Requirement = From the material below, copy out verbatim everything from the line with "Exercise. Mark every instance of the muddy" through the line with "pixel 486 27", both included. Omit the pictures from your output.

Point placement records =
=-=-=
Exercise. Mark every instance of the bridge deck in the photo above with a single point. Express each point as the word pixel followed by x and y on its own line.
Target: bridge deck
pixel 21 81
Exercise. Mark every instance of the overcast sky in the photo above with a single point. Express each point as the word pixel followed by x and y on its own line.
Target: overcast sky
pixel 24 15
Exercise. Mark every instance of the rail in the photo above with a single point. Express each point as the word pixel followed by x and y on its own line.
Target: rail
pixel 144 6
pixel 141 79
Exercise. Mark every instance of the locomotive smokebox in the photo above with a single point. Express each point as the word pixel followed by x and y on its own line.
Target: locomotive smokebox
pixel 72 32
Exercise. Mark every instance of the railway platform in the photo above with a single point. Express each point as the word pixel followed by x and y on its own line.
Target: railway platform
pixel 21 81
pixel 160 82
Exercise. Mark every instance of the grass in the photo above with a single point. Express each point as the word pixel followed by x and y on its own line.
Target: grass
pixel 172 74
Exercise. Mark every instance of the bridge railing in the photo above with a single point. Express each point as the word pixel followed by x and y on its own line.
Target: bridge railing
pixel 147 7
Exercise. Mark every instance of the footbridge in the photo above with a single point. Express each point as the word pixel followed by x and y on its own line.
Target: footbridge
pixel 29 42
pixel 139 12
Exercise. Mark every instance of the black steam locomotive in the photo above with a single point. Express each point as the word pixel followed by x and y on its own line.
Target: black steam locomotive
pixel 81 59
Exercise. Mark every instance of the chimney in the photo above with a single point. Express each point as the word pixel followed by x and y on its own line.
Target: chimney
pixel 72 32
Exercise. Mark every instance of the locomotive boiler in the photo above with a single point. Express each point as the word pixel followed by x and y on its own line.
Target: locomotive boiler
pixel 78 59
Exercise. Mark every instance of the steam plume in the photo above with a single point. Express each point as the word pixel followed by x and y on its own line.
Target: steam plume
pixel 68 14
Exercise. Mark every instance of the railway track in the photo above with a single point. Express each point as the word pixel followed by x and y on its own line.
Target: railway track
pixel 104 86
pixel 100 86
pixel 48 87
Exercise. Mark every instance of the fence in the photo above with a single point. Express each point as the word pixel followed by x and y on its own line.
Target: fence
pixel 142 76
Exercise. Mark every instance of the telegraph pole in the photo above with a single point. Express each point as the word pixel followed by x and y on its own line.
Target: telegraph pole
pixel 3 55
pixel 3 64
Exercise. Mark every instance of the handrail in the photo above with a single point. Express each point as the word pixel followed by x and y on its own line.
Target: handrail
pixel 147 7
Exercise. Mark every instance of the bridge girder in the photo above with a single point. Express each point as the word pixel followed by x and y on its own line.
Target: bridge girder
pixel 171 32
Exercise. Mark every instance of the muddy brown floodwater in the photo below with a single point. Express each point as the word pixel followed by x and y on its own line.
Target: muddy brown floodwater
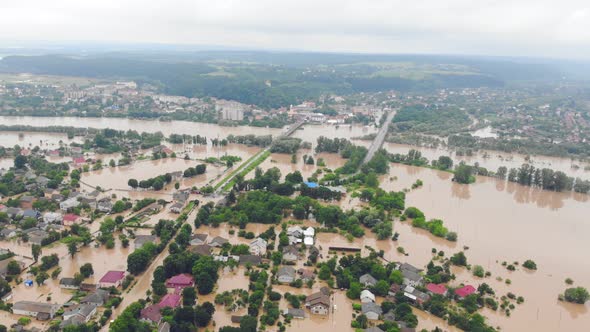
pixel 494 159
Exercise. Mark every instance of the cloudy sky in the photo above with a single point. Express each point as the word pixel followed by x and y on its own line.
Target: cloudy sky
pixel 486 27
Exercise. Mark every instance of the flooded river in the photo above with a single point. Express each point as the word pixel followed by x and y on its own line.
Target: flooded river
pixel 498 221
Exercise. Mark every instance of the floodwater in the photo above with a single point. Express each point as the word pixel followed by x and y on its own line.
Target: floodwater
pixel 150 126
pixel 494 159
pixel 117 177
pixel 31 139
pixel 499 222
pixel 310 132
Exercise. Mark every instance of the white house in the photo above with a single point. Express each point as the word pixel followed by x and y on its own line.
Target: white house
pixel 52 218
pixel 367 296
pixel 69 203
pixel 258 246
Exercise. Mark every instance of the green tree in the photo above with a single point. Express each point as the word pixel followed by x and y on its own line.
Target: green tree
pixel 36 251
pixel 577 295
pixel 133 183
pixel 87 270
pixel 41 277
pixel 72 248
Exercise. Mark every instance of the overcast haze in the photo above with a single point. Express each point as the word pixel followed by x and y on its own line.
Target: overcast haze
pixel 503 27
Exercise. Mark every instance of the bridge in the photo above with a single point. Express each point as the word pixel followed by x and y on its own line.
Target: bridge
pixel 256 158
pixel 378 141
pixel 292 128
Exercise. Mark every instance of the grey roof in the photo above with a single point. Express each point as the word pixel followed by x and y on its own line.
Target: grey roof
pixel 367 279
pixel 297 313
pixel 100 296
pixel 286 271
pixel 373 329
pixel 35 306
pixel 82 309
pixel 409 267
pixel 67 281
pixel 411 275
pixel 371 307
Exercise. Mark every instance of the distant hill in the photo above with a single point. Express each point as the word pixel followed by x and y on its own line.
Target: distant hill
pixel 241 75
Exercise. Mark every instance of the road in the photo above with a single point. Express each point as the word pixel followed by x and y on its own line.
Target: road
pixel 250 161
pixel 378 141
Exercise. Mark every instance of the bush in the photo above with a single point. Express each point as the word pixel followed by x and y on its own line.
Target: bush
pixel 478 271
pixel 529 264
pixel 577 295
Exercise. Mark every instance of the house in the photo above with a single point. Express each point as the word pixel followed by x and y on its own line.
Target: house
=-=-=
Solution to this task =
Exercise. Mark every instance of the muddy brown floodwater in the photo below with a single point. Express each point as the word pixel followed by x and y on its own line.
Target: muddy brown floodwater
pixel 494 159
Exercise. Mark every instance of the cloudy sky in the photo above with a single point. Express each point as the word pixel followed by x and y on its own line.
Target: cloudy sky
pixel 486 27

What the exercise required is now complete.